Data provided =>
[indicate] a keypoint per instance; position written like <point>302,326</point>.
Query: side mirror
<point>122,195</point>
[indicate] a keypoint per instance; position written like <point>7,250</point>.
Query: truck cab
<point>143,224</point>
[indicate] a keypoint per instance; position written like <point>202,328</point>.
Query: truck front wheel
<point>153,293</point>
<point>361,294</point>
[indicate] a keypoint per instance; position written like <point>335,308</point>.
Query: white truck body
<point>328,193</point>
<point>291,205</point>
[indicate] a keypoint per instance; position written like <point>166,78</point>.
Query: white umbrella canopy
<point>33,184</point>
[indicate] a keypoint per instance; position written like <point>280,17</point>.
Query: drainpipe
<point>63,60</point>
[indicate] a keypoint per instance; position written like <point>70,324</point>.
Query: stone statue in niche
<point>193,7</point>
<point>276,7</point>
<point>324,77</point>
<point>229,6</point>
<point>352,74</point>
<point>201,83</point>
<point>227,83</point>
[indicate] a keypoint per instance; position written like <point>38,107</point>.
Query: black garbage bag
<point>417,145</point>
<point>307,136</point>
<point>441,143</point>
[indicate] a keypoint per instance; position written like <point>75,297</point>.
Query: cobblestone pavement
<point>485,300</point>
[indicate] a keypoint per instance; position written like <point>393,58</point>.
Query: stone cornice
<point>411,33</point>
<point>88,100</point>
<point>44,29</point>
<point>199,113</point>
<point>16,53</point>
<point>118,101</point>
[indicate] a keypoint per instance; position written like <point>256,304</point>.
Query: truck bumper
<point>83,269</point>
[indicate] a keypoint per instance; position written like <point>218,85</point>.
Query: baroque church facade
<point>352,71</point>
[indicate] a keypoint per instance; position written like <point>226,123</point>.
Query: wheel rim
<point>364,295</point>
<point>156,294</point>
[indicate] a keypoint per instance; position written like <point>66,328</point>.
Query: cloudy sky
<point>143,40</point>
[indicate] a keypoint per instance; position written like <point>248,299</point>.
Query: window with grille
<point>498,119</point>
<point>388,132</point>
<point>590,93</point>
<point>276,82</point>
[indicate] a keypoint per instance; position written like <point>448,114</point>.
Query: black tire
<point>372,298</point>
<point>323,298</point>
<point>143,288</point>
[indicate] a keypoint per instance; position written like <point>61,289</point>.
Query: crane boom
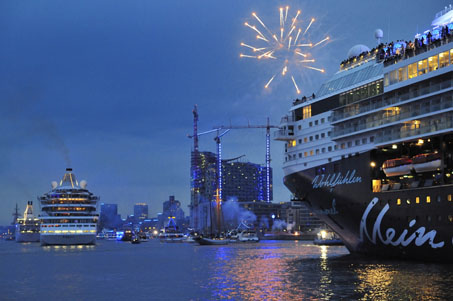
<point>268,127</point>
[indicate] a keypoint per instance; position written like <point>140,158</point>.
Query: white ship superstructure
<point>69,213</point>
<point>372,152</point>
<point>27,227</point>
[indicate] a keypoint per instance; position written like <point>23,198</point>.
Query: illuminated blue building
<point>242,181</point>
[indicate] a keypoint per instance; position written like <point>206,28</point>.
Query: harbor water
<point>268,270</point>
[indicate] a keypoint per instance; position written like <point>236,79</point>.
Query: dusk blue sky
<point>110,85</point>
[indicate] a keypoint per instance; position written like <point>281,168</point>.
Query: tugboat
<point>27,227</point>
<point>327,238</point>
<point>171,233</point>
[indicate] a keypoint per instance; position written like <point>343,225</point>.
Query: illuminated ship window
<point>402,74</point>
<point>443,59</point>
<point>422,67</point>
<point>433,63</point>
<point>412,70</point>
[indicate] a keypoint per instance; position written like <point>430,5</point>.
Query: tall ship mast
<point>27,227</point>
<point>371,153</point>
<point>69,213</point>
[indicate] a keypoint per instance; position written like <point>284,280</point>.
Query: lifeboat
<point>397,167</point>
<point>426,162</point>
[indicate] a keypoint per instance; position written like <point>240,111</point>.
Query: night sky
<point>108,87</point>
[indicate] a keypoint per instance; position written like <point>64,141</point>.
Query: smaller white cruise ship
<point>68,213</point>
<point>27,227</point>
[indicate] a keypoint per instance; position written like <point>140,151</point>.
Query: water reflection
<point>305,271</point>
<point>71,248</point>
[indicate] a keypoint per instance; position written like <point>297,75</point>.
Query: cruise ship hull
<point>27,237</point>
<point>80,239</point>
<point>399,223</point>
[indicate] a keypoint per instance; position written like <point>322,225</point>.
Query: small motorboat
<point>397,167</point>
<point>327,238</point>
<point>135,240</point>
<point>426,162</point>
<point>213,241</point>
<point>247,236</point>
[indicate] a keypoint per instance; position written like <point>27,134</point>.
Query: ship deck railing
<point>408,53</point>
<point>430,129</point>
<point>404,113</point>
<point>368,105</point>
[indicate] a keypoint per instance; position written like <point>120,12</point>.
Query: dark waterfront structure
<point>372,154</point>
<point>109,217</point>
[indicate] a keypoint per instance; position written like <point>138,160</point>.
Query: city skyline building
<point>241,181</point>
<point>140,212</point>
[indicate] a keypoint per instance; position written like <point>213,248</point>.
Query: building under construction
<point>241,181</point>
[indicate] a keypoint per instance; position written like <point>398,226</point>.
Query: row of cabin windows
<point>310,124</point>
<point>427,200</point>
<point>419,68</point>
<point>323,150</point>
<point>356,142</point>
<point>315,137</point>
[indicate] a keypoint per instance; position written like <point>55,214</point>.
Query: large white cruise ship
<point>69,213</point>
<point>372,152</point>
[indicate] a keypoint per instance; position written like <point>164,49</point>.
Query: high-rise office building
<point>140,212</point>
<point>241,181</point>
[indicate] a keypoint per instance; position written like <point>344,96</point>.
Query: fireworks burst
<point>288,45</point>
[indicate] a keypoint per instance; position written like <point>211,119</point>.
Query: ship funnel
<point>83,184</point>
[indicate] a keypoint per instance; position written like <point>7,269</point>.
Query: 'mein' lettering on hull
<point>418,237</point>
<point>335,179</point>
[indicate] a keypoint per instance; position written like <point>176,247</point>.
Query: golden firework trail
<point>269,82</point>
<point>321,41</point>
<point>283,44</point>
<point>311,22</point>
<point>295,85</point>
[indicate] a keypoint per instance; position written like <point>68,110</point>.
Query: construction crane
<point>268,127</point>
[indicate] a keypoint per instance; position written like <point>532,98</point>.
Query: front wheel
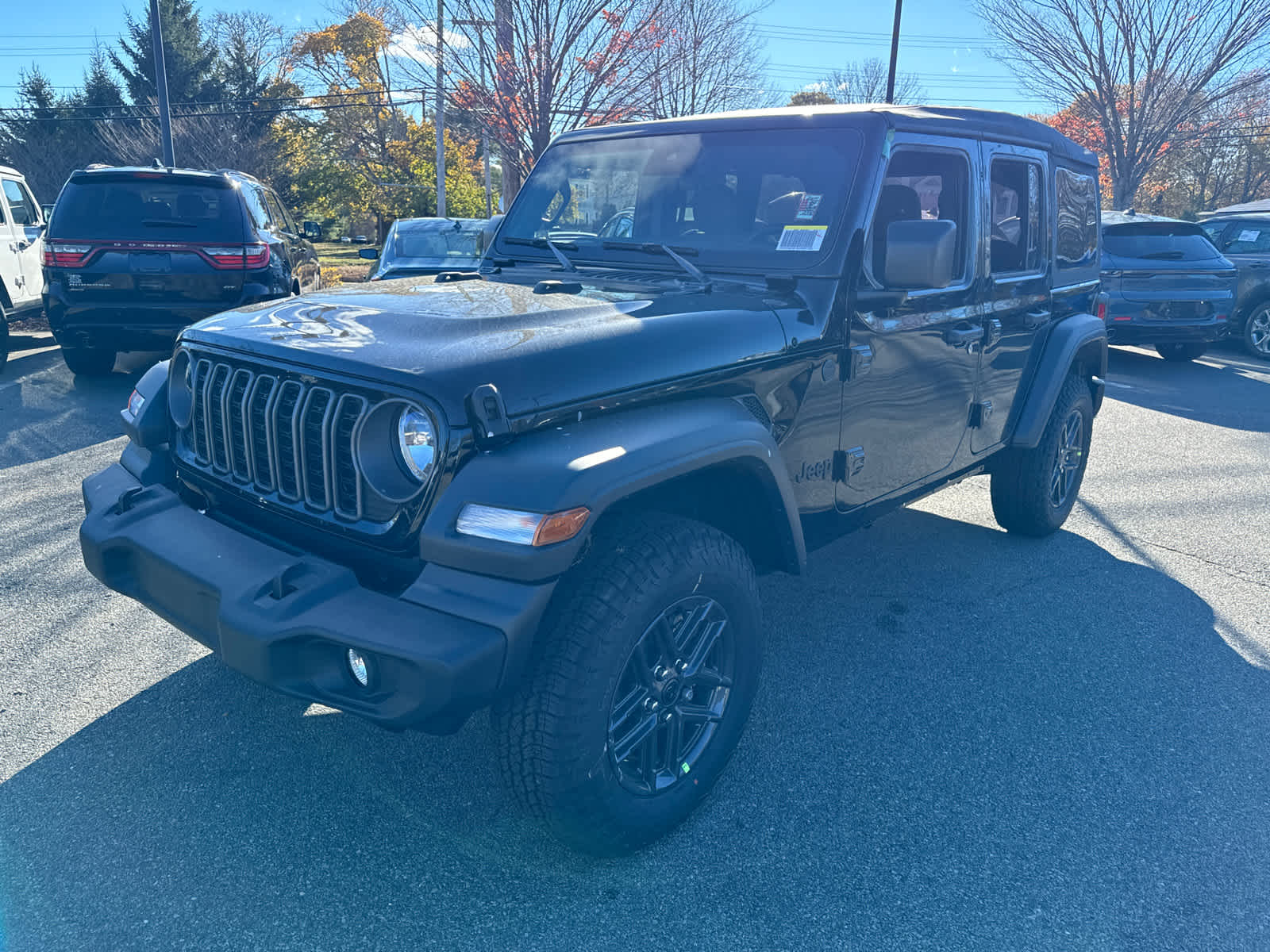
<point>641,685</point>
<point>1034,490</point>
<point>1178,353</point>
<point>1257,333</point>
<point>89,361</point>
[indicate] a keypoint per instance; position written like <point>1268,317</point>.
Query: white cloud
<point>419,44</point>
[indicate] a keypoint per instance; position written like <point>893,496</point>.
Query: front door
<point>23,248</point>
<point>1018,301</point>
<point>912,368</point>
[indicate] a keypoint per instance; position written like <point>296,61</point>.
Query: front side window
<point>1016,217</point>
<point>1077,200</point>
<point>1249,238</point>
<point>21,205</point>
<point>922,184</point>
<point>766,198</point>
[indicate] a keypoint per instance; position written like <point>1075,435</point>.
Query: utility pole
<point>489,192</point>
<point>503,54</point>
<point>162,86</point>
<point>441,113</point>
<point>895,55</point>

--

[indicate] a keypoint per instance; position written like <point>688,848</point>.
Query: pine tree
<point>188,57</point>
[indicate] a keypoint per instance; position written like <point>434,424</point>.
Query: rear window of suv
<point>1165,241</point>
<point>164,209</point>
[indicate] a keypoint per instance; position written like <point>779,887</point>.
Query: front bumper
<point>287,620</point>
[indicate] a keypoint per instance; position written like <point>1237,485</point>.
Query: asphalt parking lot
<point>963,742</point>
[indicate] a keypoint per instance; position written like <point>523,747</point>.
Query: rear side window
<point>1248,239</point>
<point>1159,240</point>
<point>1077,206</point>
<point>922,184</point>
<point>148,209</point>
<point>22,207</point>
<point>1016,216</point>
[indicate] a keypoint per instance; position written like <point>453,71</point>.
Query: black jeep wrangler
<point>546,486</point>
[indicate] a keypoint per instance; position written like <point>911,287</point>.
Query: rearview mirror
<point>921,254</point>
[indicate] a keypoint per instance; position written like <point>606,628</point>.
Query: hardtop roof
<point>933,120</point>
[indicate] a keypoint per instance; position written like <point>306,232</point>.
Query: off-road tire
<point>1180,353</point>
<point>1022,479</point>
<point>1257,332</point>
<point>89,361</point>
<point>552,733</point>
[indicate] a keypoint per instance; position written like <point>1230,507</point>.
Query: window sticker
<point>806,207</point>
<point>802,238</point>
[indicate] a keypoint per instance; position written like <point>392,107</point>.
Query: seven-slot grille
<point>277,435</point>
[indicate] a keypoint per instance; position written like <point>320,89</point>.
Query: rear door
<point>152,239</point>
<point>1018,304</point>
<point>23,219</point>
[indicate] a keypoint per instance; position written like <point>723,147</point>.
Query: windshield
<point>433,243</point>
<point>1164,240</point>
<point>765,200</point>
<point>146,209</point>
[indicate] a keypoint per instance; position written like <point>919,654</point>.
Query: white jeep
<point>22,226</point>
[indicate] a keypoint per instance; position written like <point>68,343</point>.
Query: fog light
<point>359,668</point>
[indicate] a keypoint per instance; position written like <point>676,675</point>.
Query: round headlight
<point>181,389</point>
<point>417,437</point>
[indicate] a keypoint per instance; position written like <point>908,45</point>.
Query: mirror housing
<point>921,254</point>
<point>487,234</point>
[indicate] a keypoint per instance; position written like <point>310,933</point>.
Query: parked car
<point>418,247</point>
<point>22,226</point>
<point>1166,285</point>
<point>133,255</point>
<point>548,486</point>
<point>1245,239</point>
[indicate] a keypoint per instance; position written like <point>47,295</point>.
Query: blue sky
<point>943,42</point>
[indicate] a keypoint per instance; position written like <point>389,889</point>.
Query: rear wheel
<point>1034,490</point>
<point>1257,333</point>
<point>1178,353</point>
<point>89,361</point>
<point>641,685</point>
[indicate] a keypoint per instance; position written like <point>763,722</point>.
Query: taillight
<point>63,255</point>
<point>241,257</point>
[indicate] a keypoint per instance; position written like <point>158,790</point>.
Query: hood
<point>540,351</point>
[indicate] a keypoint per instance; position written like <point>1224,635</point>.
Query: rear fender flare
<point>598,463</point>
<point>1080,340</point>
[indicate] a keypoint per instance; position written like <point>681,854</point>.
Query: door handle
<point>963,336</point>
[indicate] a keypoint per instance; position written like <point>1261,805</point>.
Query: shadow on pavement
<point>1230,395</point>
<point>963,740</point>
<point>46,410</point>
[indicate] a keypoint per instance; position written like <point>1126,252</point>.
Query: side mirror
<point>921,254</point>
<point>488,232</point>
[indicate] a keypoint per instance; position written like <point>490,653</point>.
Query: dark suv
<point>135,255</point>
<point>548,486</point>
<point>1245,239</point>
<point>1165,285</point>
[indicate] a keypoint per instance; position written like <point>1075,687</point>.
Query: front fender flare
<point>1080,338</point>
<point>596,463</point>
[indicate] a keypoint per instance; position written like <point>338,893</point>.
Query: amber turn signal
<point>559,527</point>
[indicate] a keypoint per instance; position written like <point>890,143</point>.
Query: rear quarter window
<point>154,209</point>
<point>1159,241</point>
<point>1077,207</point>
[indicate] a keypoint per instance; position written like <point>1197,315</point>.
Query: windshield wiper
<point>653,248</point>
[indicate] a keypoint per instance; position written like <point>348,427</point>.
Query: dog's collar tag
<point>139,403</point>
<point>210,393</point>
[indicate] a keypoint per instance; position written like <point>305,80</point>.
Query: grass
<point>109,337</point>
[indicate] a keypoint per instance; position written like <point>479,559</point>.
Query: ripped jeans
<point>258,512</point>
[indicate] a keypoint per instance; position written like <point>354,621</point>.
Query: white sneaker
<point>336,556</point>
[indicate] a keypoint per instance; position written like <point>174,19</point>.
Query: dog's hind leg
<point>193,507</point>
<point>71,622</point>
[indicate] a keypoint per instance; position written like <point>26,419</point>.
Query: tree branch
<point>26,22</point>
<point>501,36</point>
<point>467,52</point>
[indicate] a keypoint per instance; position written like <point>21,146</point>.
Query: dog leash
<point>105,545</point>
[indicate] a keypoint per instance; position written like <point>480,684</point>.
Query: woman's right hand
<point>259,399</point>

Work request =>
Exact duplication is required for the lines above, from the line that contains "Query: hood" to the line that contains "written like <point>1197,315</point>.", inclusive; omit all others.

Response =>
Query: hood
<point>540,351</point>
[indicate] a keypoint per instance; position written like <point>1224,635</point>.
Query: rear fender flare
<point>598,463</point>
<point>1080,340</point>
[indicate] a keypoint per instance; position written like <point>681,854</point>.
Query: door handle
<point>963,336</point>
[indicate] a keypoint per instance; position written like <point>1261,805</point>.
Query: shadow on pavement
<point>1230,395</point>
<point>963,740</point>
<point>46,410</point>
[indicate] a keypoint per instance; position written like <point>1126,252</point>.
Query: side mirror
<point>921,254</point>
<point>488,232</point>
[indicate] a keypoint per instance; position written like <point>490,653</point>.
Query: dark suv
<point>135,255</point>
<point>548,486</point>
<point>1245,239</point>
<point>1165,285</point>
[indicate] a keypoint per instance; position written like <point>1075,687</point>.
Query: front fender flare
<point>1080,338</point>
<point>596,463</point>
[indicate] a keypoint per instance; position written like <point>338,893</point>.
Query: amber turn signal
<point>559,527</point>
[indicate] a keypoint per instance; position written like <point>890,143</point>.
Query: rear quarter window
<point>154,209</point>
<point>1159,241</point>
<point>1077,207</point>
[indicate] a keypoint per instance; position written like <point>1197,315</point>.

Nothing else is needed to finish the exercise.